● **Supplied passage**
KINZINGER: Yes, look, I don't like shutdowns being used as tools at all. I do think it's important to note this though. And again, up until a few days ago, I was critical of both sides on this. For two years, the president signed spending bills that didn't have the wall money in there he'd requested.
And now we're at a point where there's pressure, and we have to get to a solution on this. And I guarantee you, if the government is just reopened without solving this, let's say for three weeks, we will be right where we are again in three weeks because there will be no impetus to deal. I think the president put a good first salvo out there.
I actually think what he put out in and of itself is a good compromise. But if they don't like it, if Democrats don't like it, put a serious response out there, but it can't be one that says, our response is absolutely no wall money, which Nancy Pelosi has said.

(Rows from an object pointing dataset)

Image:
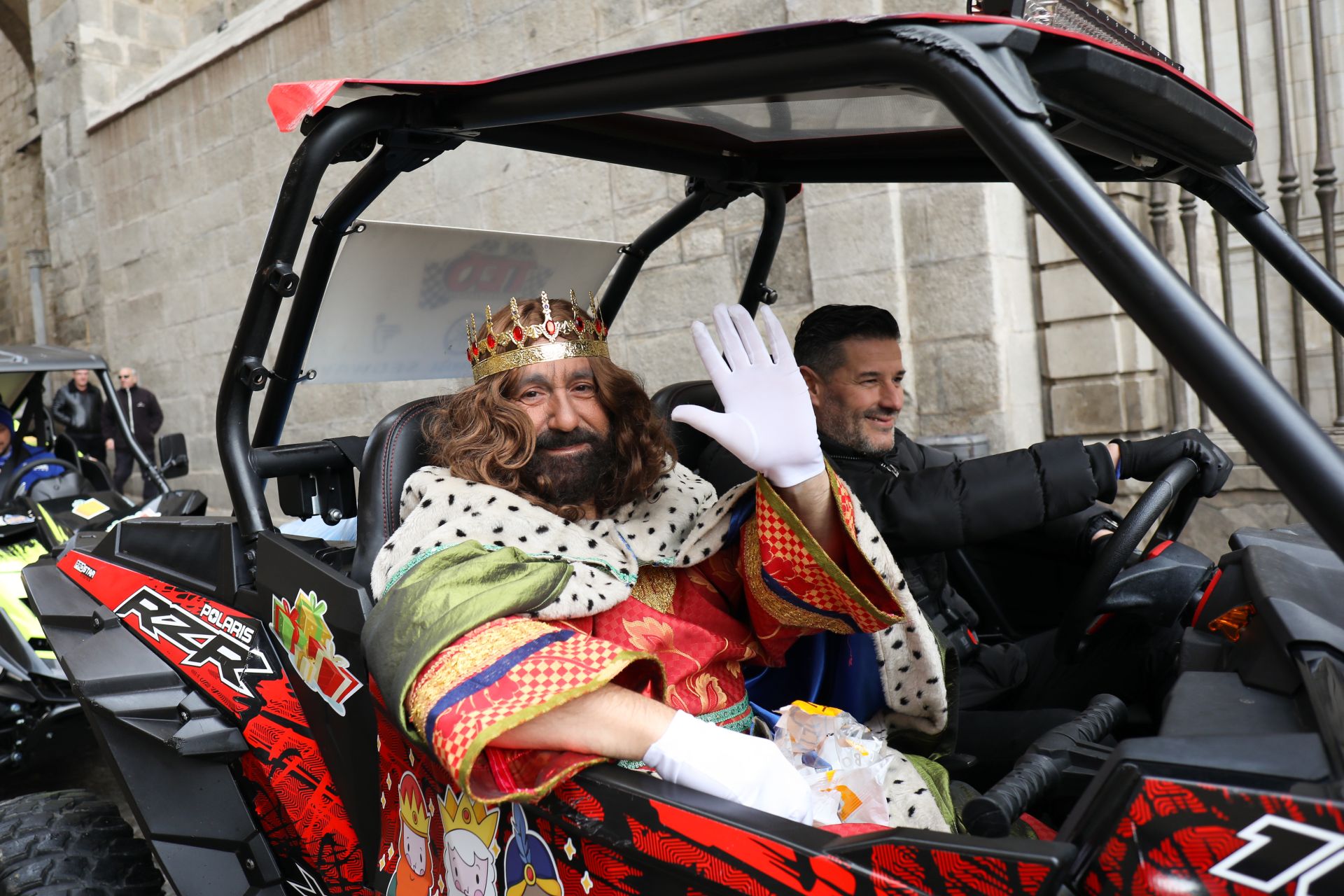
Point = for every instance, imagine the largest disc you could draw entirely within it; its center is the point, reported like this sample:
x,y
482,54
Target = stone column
x,y
1102,371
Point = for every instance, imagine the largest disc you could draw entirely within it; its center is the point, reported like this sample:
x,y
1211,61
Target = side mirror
x,y
172,453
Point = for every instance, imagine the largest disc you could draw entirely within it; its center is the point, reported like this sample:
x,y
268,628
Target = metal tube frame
x,y
999,111
274,281
1236,200
328,234
701,197
755,289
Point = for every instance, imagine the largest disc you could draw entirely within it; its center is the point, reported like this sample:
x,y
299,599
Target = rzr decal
x,y
202,643
1280,850
284,777
302,630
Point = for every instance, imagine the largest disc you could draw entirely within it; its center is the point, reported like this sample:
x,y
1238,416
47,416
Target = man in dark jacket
x,y
78,407
926,504
143,413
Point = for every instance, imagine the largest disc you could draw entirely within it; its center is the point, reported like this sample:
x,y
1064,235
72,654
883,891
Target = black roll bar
x,y
755,289
1243,210
992,97
1298,457
276,280
147,466
701,197
331,229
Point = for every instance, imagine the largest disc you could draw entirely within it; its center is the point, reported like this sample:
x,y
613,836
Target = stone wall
x,y
159,209
183,186
22,207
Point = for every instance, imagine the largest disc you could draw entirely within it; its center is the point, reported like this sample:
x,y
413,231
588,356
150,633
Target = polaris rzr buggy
x,y
219,662
35,701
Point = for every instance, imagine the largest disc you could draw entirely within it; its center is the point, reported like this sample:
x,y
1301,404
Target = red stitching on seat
x,y
388,457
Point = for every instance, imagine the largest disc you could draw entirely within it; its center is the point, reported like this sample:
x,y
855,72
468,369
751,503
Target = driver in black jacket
x,y
926,503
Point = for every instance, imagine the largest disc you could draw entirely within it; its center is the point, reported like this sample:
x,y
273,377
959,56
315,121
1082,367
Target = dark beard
x,y
847,431
573,479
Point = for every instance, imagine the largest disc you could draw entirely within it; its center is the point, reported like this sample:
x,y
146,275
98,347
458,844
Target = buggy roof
x,y
832,112
22,365
43,359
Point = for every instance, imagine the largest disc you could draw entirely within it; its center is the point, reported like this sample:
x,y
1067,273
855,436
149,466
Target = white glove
x,y
768,419
750,771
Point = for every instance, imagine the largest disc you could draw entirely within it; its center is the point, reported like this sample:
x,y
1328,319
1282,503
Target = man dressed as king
x,y
562,593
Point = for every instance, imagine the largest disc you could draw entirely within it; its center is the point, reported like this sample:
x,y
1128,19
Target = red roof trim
x,y
290,102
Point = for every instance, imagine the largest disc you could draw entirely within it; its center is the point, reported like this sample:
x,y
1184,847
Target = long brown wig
x,y
484,435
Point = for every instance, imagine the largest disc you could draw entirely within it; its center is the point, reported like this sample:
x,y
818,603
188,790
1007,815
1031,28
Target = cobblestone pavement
x,y
84,770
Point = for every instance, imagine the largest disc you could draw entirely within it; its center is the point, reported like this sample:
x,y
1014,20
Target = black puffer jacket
x,y
925,503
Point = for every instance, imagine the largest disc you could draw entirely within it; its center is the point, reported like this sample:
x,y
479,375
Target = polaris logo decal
x,y
203,644
1278,852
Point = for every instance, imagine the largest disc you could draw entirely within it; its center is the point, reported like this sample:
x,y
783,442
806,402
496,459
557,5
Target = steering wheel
x,y
1072,636
11,488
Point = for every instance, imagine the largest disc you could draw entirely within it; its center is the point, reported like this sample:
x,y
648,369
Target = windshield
x,y
401,296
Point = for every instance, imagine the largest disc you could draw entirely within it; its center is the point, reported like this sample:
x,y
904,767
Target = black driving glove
x,y
1147,458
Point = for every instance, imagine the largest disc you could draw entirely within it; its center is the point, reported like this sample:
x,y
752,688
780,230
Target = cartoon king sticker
x,y
414,869
470,846
528,865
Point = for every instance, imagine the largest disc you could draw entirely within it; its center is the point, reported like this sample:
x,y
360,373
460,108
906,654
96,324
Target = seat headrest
x,y
394,450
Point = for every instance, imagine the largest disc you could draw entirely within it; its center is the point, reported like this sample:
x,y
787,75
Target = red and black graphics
x,y
1199,840
899,869
229,656
593,840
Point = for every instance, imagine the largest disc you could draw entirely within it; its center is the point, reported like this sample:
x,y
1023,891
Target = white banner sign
x,y
400,296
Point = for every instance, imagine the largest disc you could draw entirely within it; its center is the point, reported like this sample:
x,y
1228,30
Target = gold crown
x,y
468,814
492,354
414,812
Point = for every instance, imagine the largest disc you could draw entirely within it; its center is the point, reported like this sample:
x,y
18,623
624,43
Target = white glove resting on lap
x,y
715,761
766,419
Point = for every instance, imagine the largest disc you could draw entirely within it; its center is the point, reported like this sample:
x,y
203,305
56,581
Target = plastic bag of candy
x,y
841,760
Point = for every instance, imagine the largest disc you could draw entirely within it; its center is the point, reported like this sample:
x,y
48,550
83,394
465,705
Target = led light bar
x,y
1078,16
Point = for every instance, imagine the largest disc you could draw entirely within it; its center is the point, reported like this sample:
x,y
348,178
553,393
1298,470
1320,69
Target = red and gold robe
x,y
682,637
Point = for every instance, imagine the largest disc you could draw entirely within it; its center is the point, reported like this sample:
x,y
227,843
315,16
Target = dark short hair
x,y
822,332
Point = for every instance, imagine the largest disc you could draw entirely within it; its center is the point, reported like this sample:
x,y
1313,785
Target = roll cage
x,y
1049,111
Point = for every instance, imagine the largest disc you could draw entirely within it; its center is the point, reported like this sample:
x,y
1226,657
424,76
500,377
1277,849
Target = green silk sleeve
x,y
441,598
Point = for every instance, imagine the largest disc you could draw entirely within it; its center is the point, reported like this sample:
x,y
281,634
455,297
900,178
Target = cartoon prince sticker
x,y
470,846
528,865
414,868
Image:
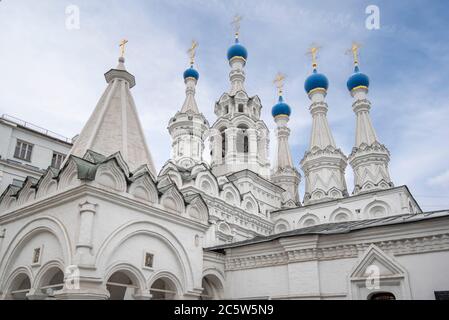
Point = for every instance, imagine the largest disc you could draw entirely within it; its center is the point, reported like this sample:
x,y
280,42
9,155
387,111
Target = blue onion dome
x,y
316,81
281,108
191,73
358,80
237,50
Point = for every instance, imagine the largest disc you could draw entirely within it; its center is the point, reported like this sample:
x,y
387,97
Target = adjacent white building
x,y
107,225
27,150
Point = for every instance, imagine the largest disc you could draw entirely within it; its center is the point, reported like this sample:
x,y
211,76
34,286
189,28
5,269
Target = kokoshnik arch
x,y
234,227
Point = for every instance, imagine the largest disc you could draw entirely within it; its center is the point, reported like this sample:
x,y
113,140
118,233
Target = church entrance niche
x,y
382,296
121,287
212,288
243,142
53,280
21,285
223,143
163,289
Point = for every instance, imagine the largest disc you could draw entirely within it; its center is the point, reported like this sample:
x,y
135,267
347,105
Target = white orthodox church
x,y
107,225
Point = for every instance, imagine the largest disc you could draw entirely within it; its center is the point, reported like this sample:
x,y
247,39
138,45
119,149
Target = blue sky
x,y
53,76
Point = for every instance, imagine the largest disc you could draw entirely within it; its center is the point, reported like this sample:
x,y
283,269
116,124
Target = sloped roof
x,y
339,228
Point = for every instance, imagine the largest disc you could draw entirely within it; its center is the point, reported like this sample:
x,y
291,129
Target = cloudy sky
x,y
52,75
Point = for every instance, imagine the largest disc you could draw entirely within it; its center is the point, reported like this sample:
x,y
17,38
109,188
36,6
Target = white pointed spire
x,y
114,125
188,127
369,158
284,174
323,164
189,104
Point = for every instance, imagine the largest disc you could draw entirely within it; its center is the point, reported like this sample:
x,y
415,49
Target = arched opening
x,y
309,222
20,286
163,289
223,143
340,217
53,280
212,288
381,296
281,228
243,142
378,212
121,286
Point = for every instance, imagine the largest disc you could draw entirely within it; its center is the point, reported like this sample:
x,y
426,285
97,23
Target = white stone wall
x,y
119,234
412,261
41,157
365,206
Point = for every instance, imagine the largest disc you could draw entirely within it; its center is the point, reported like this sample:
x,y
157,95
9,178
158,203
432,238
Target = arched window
x,y
242,139
212,288
20,287
382,296
52,281
223,143
245,144
163,289
121,287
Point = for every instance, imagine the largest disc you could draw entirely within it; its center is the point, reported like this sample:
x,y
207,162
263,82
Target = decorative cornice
x,y
404,246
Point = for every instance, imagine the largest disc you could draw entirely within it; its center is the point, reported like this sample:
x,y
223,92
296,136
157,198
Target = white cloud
x,y
441,180
54,77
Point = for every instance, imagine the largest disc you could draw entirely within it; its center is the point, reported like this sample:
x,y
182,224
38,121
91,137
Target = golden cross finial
x,y
279,81
192,52
122,47
313,51
355,52
236,23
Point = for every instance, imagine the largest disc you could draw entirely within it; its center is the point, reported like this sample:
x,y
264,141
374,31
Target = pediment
x,y
385,264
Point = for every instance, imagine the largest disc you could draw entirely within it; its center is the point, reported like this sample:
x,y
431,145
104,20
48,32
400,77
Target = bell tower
x,y
239,138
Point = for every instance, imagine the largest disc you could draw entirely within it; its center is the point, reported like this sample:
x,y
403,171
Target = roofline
x,y
10,119
257,175
290,234
352,197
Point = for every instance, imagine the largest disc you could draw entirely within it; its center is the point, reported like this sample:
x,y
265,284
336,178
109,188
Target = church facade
x,y
106,225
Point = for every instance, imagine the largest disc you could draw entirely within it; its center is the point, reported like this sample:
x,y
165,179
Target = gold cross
x,y
355,52
236,23
279,81
313,51
192,52
122,47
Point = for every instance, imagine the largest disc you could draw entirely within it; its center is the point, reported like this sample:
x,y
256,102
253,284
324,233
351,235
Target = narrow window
x,y
57,160
23,150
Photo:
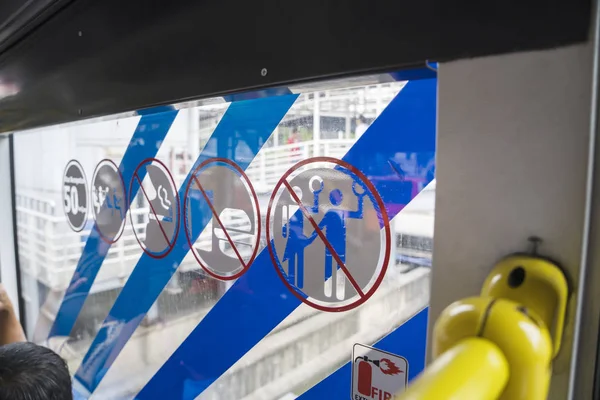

● **Actions to take**
[A] According to Kinzinger's shutdown remarks, for how long did the president sign spending bills that lacked the wall money he had requested?
[B] Extend Kinzinger's shutdown remarks, picking up after their final sentence.

● **Solved problems**
[A] For two years.

[B]
CABRERA: Should Republicans, though, stand up to the president, you've been talking about the people who were impacted by this government shutdown and say, let's reopen the government. Let's continue negotiations. I know Senator Lindsey Graham has suggested that like, let's, you know, you have a three-week extension at least. Isn't that the way it's supposed to work?
KINZINGER: Yes, I mean, it is the way it's supposed to work, but Congress seems broken. I mean, it's still the best government in the world, but it's kind of screwed up right now. And, you know, if we can find a way to reopen while compelling basically an answer to this, I'm all for it. But what I worry about is -- and I want the government reopened and I voted to reopen the government multiple times.
But what I worry about is this takes the pressure off and then Democrats say, oh, yes, we're back to our negotiating position of absolutely no wall for the president. And when you only have one- third, in essence of government, you only have half of the legislature and not the presidency --
KINZINGER: -- you don't get to demand everything you want. They said that to us when we were fighting for defunding Obamacare. I realized that we couldn't get everything we wanted when we were just one part of government either.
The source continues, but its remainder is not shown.